## [STUDY TEXT]
====
Truth is Company X can’t stop it from happening again. After spending all the money it has on fixing the problem, the real, underlying issues remain: Bad guys rarely get caught. Solve that problem and you solve all the others.

There are lots of bad people in this world, people who want to hurt others, take their belongings, and enrich themselves illegally. What stops most of them is the question of how not to get caught. In the real world, if you commit a significant crime, it is likely that you’ll be nabbed and face real consequences. Sure, plenty of people get away, but the vast majority of criminals conducting significant crimes are found out — not so on the Internet.

While we’re pointing fingers at problems such as inaccurate antivirus products, permeable firewalls, unpatched products, and gullible employees, we’re missing what really enables Internet crime to flourish. Rob a real bank, get away with a few thousand dollars, and you’ll likely be arrested and go to jail. Steal tens of millions of dollars off the Internet, and almost always walk away a rich person without any likelihood of discovery.

Fix the Internet, already
The No. 1 reason why the Internet is such a dangerous place is the lack of accountability. Solve that problem and you significantly diminish Internet crime. What blows me away, year after year, is that we can create workable solutions today. We have the protocols. We have the knowledge. We have the ability to integrate every bit of today’s wild Internet into tomorrow’s significantly safer Internet without missing a beat or charging more money. All we need to do is put a few bright decision makers into a room for a few weeks and tell them not to come out until the new standards are created.
====
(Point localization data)
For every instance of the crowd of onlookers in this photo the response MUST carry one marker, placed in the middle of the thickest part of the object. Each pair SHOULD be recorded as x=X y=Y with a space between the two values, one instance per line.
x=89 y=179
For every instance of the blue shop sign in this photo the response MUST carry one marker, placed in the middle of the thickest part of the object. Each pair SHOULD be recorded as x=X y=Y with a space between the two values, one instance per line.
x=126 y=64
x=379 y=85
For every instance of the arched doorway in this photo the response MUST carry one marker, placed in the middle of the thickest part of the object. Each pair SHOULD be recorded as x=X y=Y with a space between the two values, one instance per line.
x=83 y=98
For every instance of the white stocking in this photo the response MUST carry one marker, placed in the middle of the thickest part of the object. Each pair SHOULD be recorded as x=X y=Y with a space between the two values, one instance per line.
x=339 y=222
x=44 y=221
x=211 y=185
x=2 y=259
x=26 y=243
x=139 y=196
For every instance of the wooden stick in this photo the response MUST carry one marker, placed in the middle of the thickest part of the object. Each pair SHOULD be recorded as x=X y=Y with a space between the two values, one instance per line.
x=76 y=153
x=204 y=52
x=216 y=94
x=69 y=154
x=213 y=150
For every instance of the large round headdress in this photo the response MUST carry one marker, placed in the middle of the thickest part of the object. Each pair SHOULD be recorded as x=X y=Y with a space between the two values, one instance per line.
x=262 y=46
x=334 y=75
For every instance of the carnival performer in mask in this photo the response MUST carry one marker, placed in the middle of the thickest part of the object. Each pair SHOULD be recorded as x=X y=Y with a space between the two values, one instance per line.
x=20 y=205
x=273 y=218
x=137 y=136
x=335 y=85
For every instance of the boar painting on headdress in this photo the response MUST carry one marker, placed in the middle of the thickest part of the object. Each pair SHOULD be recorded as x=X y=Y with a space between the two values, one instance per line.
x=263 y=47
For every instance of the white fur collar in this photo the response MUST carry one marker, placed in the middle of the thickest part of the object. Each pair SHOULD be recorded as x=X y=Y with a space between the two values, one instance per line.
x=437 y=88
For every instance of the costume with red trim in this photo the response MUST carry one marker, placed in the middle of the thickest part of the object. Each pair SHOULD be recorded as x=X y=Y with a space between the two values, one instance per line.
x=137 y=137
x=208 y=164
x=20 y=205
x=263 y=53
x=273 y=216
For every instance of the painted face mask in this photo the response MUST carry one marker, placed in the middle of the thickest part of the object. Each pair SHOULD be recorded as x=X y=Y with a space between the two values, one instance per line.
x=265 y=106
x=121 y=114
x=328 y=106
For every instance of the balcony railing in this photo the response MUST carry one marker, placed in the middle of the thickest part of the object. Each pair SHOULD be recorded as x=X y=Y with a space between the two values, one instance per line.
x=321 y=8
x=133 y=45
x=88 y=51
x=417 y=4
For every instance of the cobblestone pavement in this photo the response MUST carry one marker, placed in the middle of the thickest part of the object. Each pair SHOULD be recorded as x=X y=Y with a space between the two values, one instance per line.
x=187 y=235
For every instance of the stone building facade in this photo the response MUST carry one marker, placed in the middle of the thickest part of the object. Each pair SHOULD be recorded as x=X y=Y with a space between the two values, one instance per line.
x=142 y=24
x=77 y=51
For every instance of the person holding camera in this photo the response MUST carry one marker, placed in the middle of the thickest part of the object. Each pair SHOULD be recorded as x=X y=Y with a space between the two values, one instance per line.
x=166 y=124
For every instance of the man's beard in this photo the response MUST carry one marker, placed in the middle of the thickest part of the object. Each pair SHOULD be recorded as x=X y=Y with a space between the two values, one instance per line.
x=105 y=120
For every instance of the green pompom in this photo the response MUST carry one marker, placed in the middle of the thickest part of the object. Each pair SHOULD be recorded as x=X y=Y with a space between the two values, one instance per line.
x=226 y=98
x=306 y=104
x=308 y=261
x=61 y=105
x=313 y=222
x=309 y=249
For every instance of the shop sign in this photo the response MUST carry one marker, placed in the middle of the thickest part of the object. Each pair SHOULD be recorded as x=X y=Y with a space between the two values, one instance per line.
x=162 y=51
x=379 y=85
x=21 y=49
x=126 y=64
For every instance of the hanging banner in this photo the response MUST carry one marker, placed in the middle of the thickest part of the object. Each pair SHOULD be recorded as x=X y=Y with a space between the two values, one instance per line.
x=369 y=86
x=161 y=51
====
## [TASK 1]
Summarize the passage on Internet crime in two sentences.
## [TASK 2]
Rewrite the stretch from "There are lots" through "on the Internet." in the passage on Internet crime, putting "dishonest people" in place of "bad people".
## [TASK 3]
Write the next paragraph of the passage on Internet crime, picking up after its final sentence.

## [ANSWER AREA 1]
Most people who commit significant crimes in the real world are caught and punished, but criminals on the Internet can steal tens of millions of dollars and almost always walk away undiscovered. The lack of accountability is the main reason the Internet is so dangerous, and the protocols and knowledge to build a much safer Internet already exist.

## [ANSWER AREA 2]
There are lots of dishonest people in this world, people who want to hurt others, take their belongings, and enrich themselves illegally. What stops most of them is the question of how not to get caught. In the real world, if you commit a significant crime, it is likely that you’ll be nabbed and face real consequences. Sure, plenty of people get away, but the vast majority of criminals conducting significant crimes are found out — not so on the Internet.

## [ANSWER AREA 3]
I’m not lying or exaggerating when I say it’s truly that easy. Anyone who tells you different is overly complicating the problem and being blinded by decades of battling the odds.

It slays me that we’re losing hundreds of millions of dollars to Internet crime every year. My parents’ computer is not safe. My kids’ computers are not safe. The companies that have my credit card information and medical information are not safe. And we could change it in a day instead of pointing fingers at each other and acting like there’s nothing we can do.

I’ve been writing this exact same column topic for nearly five years, and I write this same message at least two or three times a year. My fear is that in another ten years, I’ll still be doing it.